Brief
In the entries that follow, identify the line containing "[tag] distant hill" and return it together with all later lines, exactly as they appear.

[BEGIN Information shown]

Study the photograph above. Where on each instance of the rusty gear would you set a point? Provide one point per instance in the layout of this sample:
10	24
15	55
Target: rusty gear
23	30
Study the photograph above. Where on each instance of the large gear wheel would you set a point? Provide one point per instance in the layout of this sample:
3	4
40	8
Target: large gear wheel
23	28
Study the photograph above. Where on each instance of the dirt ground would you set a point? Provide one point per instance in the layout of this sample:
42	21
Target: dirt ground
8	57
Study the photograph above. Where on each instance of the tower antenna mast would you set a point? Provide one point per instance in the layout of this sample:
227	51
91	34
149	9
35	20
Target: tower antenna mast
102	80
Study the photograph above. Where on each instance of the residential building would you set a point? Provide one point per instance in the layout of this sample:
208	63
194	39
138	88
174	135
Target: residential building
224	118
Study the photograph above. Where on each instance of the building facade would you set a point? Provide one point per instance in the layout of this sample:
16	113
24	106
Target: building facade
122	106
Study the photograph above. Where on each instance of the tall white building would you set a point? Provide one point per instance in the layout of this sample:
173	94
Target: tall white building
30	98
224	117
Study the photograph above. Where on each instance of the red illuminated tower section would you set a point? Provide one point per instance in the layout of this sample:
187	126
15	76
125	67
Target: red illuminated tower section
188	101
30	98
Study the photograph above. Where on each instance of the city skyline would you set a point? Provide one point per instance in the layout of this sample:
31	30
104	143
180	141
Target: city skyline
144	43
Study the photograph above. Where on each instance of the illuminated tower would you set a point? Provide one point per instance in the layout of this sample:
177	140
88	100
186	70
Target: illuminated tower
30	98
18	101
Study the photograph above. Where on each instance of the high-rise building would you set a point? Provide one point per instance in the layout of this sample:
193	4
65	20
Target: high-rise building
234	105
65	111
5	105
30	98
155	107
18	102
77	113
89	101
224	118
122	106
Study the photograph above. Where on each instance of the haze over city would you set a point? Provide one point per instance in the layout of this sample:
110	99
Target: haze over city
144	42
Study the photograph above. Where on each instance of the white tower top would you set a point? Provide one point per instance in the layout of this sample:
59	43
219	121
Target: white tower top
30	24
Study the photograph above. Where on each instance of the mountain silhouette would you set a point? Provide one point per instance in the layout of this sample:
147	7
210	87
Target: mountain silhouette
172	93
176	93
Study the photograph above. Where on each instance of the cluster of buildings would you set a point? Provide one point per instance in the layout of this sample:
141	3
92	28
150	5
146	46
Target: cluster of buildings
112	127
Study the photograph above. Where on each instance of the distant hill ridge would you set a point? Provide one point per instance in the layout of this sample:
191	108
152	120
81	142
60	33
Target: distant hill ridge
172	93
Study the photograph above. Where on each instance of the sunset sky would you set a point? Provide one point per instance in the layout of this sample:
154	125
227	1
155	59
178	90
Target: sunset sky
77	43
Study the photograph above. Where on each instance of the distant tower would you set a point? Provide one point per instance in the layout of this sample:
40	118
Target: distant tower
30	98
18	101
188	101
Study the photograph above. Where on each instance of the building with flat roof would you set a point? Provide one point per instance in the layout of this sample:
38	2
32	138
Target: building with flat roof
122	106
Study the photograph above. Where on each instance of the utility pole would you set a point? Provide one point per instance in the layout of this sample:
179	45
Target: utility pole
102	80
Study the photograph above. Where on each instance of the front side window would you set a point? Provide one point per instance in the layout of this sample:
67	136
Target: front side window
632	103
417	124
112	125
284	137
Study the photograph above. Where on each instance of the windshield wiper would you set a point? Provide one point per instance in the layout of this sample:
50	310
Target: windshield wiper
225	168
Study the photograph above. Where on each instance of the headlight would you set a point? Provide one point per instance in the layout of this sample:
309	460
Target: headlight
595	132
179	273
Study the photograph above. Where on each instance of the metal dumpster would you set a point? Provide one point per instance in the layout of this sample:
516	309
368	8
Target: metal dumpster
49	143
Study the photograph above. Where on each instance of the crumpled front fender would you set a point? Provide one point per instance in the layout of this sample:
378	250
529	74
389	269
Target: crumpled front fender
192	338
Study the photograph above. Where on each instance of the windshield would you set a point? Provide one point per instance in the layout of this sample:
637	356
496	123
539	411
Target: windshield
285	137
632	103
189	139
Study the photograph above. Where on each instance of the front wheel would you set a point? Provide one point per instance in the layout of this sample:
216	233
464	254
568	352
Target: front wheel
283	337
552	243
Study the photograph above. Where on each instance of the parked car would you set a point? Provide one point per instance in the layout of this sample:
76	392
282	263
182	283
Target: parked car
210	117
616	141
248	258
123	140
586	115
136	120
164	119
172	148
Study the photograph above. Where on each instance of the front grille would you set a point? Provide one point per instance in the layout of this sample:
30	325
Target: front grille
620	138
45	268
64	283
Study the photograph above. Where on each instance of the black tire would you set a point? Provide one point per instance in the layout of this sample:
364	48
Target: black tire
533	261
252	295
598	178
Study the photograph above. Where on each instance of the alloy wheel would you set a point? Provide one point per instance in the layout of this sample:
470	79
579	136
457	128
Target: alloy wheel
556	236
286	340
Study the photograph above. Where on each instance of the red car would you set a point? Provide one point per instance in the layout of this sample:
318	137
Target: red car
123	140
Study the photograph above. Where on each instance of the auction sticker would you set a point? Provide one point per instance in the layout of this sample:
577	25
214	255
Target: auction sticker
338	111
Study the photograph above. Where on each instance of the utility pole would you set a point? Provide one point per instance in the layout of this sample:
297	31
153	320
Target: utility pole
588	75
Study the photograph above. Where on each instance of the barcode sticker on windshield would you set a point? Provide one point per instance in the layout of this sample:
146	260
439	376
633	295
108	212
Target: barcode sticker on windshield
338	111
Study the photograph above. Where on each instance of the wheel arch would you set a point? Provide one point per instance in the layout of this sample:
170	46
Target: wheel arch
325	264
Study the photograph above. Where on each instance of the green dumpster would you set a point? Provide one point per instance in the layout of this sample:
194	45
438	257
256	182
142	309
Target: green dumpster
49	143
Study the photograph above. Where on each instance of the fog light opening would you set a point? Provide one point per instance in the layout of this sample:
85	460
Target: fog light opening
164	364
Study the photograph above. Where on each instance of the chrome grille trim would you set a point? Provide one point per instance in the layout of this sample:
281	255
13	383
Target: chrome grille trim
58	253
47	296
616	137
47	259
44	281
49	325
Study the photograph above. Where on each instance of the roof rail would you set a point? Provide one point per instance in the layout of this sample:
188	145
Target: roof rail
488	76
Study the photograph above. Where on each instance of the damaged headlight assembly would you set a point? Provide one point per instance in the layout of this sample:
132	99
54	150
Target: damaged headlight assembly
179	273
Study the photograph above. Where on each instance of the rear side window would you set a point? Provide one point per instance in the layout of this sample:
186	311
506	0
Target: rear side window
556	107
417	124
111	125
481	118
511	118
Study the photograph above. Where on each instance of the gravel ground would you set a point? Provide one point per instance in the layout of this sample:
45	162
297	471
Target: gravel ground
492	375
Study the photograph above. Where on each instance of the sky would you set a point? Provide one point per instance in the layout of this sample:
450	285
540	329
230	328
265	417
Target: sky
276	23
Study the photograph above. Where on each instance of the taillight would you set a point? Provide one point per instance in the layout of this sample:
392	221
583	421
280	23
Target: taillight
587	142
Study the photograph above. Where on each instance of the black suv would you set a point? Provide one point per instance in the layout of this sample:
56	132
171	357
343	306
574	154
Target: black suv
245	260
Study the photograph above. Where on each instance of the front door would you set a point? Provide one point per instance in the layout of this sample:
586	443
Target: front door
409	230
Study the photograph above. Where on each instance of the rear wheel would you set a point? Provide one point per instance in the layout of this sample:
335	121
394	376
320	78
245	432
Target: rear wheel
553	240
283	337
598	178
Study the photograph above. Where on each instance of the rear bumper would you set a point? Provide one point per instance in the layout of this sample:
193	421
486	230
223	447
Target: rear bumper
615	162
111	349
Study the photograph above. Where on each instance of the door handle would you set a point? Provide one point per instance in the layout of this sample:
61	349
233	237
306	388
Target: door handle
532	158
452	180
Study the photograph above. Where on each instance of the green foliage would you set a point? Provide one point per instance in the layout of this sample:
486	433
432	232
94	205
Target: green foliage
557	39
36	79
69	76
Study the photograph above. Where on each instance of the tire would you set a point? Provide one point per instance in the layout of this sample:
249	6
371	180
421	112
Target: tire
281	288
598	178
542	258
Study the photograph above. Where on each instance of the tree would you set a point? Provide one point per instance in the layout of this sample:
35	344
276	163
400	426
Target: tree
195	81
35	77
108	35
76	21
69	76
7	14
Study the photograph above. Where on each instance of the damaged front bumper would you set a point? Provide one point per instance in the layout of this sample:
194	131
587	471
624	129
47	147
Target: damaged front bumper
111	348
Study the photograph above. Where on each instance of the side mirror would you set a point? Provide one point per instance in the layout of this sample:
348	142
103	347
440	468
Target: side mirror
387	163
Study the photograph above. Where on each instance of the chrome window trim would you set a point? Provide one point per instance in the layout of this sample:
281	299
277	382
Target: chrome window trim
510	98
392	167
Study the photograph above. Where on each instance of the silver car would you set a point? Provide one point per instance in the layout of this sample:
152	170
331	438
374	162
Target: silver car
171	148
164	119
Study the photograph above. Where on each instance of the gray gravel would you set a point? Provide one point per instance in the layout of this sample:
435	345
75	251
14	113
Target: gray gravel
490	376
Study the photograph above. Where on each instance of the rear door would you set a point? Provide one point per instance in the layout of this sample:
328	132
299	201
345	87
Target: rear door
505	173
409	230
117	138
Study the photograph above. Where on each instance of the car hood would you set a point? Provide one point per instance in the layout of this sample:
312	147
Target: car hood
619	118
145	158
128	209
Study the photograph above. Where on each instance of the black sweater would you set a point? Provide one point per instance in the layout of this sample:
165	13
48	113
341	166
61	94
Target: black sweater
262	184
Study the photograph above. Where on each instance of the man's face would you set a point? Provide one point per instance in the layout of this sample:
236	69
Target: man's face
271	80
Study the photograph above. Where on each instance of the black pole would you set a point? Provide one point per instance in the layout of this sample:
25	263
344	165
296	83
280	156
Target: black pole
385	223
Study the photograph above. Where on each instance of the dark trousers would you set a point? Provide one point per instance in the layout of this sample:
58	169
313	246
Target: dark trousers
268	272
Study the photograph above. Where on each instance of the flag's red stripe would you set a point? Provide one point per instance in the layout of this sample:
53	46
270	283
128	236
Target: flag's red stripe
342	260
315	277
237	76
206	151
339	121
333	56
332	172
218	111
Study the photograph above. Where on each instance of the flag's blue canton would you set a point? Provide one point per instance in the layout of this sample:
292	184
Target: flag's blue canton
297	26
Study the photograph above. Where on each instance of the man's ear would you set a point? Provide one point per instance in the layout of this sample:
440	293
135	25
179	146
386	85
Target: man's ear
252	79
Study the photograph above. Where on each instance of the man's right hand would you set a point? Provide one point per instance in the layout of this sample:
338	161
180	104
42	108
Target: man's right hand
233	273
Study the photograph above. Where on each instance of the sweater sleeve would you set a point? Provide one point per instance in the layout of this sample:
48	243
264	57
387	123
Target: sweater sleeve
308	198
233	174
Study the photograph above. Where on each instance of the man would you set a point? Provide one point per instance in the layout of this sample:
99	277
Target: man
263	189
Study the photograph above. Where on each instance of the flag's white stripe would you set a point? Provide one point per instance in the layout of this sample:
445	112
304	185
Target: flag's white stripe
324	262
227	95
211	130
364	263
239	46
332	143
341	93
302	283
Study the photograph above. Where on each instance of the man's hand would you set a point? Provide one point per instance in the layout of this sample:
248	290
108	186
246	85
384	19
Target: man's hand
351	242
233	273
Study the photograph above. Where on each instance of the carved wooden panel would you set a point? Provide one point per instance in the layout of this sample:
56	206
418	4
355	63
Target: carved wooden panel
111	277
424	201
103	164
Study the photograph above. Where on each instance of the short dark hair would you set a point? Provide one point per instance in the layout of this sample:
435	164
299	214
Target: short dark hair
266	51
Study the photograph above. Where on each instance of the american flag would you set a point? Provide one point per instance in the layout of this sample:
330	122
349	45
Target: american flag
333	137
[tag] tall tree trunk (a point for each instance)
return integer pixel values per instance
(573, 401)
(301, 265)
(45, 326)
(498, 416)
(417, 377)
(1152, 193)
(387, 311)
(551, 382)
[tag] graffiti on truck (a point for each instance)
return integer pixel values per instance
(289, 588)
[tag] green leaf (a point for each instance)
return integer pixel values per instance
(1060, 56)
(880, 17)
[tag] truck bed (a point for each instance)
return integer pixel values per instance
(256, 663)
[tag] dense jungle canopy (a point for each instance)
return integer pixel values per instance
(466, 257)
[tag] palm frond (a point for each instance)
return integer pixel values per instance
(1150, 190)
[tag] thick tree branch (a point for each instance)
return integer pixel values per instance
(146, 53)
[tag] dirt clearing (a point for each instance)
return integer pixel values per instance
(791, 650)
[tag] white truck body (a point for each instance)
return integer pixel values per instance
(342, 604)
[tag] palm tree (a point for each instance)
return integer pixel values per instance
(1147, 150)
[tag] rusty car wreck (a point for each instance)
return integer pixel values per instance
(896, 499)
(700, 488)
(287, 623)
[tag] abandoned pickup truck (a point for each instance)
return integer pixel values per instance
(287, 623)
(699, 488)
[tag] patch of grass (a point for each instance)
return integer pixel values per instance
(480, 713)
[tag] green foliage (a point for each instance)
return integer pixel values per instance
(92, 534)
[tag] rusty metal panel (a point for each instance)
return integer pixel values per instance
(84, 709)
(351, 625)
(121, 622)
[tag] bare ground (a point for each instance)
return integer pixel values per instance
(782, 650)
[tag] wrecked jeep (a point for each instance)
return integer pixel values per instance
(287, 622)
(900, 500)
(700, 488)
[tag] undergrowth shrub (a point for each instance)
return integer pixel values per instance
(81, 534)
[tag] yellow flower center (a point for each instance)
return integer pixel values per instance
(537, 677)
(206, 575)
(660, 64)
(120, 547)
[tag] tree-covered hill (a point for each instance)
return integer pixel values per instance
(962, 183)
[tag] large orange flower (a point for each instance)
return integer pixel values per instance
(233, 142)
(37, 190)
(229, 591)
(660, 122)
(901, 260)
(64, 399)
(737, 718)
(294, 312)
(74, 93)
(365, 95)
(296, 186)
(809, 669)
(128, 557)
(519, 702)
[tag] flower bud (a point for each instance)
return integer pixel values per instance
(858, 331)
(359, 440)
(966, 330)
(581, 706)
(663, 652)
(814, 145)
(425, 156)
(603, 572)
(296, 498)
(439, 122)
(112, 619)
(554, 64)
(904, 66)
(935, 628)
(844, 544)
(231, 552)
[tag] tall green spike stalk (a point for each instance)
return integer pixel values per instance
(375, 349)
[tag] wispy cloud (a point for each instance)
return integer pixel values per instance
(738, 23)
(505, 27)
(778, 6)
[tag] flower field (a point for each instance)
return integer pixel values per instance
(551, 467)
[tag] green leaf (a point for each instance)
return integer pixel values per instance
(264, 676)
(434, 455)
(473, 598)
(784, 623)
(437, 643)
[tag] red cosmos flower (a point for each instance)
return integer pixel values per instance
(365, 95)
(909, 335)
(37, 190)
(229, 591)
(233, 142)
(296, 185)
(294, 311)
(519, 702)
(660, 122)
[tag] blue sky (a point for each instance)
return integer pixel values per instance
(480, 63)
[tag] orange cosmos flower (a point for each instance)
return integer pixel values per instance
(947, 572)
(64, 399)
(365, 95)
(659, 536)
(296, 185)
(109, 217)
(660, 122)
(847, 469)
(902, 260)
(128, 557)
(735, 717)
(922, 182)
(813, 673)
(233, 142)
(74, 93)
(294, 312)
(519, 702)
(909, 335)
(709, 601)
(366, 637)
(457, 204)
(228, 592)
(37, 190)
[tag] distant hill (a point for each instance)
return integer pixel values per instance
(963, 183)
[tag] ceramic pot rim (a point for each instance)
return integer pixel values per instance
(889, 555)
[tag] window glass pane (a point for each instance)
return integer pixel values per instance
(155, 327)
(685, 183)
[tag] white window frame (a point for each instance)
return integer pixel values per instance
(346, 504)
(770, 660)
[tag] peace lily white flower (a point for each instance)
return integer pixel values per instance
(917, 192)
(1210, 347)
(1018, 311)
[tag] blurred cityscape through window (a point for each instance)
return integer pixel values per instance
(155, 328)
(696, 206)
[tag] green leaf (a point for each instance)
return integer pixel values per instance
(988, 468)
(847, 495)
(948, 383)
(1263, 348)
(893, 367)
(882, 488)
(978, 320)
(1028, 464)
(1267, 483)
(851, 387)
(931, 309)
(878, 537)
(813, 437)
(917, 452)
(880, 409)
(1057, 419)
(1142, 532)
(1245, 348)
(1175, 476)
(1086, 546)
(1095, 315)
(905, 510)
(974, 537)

[END Information shown]

Solution to this exercise
[tag] distant hill (a point for each instance)
return integer pixel values per instance
(963, 183)
[tag] ceramic pot rim (a point for each instance)
return integer pixel values per instance
(889, 555)
[tag] window glass pane (a point for each instance)
return integer pixel values per instance
(155, 327)
(685, 183)
[tag] white window frame (a point for each instance)
return integer pixel values per instance
(346, 504)
(770, 660)
[tag] peace lily white flower (a point for each instance)
return integer pixel values per instance
(917, 192)
(1210, 347)
(1018, 311)
[tag] blurred cityscape through window (a point for each instance)
return integer pixel values per instance
(155, 328)
(696, 206)
[tag] green leaf (a point for each instance)
return integer pixel values per instance
(988, 468)
(847, 495)
(948, 383)
(1263, 348)
(893, 367)
(882, 488)
(978, 320)
(1028, 464)
(1267, 483)
(851, 387)
(931, 309)
(878, 537)
(813, 437)
(917, 452)
(880, 409)
(1057, 419)
(1142, 532)
(1245, 348)
(1175, 476)
(1086, 546)
(1095, 315)
(905, 510)
(974, 537)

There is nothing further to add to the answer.